- **Dataset**:
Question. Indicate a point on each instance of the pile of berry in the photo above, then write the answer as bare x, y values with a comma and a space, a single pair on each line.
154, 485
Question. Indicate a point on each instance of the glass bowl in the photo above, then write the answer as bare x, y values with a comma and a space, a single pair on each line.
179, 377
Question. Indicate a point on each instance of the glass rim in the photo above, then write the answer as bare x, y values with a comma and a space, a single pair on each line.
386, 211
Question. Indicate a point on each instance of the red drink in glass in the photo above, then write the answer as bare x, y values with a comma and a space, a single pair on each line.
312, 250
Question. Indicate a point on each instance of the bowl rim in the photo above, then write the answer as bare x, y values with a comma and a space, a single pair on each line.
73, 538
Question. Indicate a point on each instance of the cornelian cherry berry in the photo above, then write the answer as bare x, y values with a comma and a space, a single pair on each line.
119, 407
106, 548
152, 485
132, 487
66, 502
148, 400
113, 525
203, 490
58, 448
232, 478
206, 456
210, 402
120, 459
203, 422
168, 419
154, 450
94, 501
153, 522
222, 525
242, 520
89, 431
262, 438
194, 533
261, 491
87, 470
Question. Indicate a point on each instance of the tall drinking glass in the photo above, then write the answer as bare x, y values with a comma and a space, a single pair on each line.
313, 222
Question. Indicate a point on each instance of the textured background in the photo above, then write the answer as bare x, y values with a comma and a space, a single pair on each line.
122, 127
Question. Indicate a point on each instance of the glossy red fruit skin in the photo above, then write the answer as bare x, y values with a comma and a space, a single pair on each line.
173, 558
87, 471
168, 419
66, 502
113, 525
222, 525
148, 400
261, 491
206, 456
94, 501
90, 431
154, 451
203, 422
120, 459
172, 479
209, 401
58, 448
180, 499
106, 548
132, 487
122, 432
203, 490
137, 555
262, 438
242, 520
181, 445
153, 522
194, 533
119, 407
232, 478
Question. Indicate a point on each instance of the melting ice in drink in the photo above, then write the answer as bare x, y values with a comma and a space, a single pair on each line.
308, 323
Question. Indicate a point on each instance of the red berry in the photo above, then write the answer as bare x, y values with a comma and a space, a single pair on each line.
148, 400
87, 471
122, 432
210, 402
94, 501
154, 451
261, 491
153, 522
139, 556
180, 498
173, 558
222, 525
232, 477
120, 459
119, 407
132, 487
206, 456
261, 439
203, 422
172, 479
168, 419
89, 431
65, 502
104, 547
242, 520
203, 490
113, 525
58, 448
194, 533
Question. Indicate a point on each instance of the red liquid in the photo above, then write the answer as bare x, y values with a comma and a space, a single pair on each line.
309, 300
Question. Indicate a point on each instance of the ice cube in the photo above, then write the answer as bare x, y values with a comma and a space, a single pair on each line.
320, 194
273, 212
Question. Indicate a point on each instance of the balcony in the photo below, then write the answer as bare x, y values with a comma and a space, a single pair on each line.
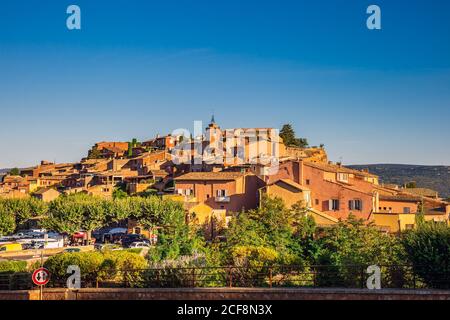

- **Brief**: Arrange every line above as a numbered list. Skip any blank lines and leave out the pictures.

- **Final result**:
1. Question. Indicate a point on each instance of the pile of berry in the photo above, then write the answer as bare x, y values with a comma and a space, a single pair on each line.
2. 154, 485
3. Question. Indicate a point on each instance of the glass bowl in the photo above, then write the answer as bare x, y values with a comma and a space, a single pair on each line.
4. 179, 377
5. Question. Indicate a point on each instance of the glass rim in the photo above, then write the answer as bare x, y values with a comma and a space, a single pair on each line.
6. 386, 211
7. Question. Indicate a point on each instance of the red drink in glass in the photo above, then write the answer as bare x, y values with a comma and a space, a single pair on each line.
8. 312, 250
9. Question. Indicate a point on each instance of the bowl rim in the photo above, then write the answer as bare x, y values with a comma and a space, a single pair on each line.
10. 73, 538
11. Question. Indicate a point on each instance of the cornelian cherry berry in the photo above, then write the answer as bare x, y values with a comma and a space, a single pair on each line.
12. 119, 407
13. 106, 548
14. 152, 485
15. 132, 487
16. 66, 502
17. 148, 400
18. 113, 525
19. 203, 490
20. 58, 448
21. 232, 478
22. 206, 456
23. 210, 402
24. 120, 459
25. 203, 422
26. 168, 419
27. 154, 450
28. 94, 501
29. 153, 522
30. 222, 525
31. 242, 520
32. 89, 431
33. 262, 438
34. 194, 533
35. 261, 491
36. 87, 470
37. Question. Indicate a point on each instance of the tall drinking glass in the photo above, then write the answer as bare x, y values with a comma and a space, a single pair on each line.
38. 313, 222
39. Question. Indicate a point on each instance of the textured background in the photo above, then write the answer as bare x, y values with a comma and a space, a single pair on each line.
40. 122, 127
41. Question. Indicate a point on each instance of the glossy red fruit skin in the photo above, then write the answer as bare x, y values with a comma and a space, a single pair on each line.
42. 173, 558
43. 87, 471
44. 168, 419
45. 66, 502
46. 113, 525
47. 222, 525
48. 148, 400
49. 261, 491
50. 206, 456
51. 94, 501
52. 90, 431
53. 154, 451
54. 203, 422
55. 120, 459
56. 172, 479
57. 209, 401
58. 58, 448
59. 180, 499
60. 106, 548
61. 132, 487
62. 122, 432
63. 203, 490
64. 137, 555
65. 262, 438
66. 242, 520
67. 181, 445
68. 153, 522
69. 194, 533
70. 119, 407
71. 232, 478
72. Question. Indicate a point on each instance of the melting ice in drink in the photo above, then write the answer as bare x, y values with a comma and a space, a single pair on each line.
73. 308, 323
74. Question. Indicate a point on each instance of the red berry in the photo above, then write the answer as bare x, y values with a comma and a space, a single pair on each line.
75. 148, 400
76. 87, 471
77. 122, 432
78. 210, 402
79. 94, 501
80. 154, 451
81. 261, 491
82. 153, 522
83. 139, 556
84. 180, 498
85. 173, 558
86. 222, 525
87. 232, 477
88. 120, 459
89. 119, 407
90. 132, 487
91. 206, 456
92. 261, 439
93. 203, 422
94. 172, 479
95. 168, 419
96. 89, 431
97. 65, 502
98. 104, 547
99. 242, 520
100. 203, 490
101. 113, 525
102. 58, 448
103. 194, 533
104. Question. Indicate a point on each instance of the red liquid in the photo above, then write the answer as bare x, y values with a comma and a space, a single pair on each line.
105. 309, 300
106. Question. Indicate a point on each instance of the ice cube in the photo above, then write the answer as bare x, y values with a comma and a space, a single pair on each line.
107. 320, 194
108. 273, 212
109. Question. Indicate a point on each instance of the balcony in the photo below, then write the answer as bare x, y values with a comma and a space, a single pair on each line.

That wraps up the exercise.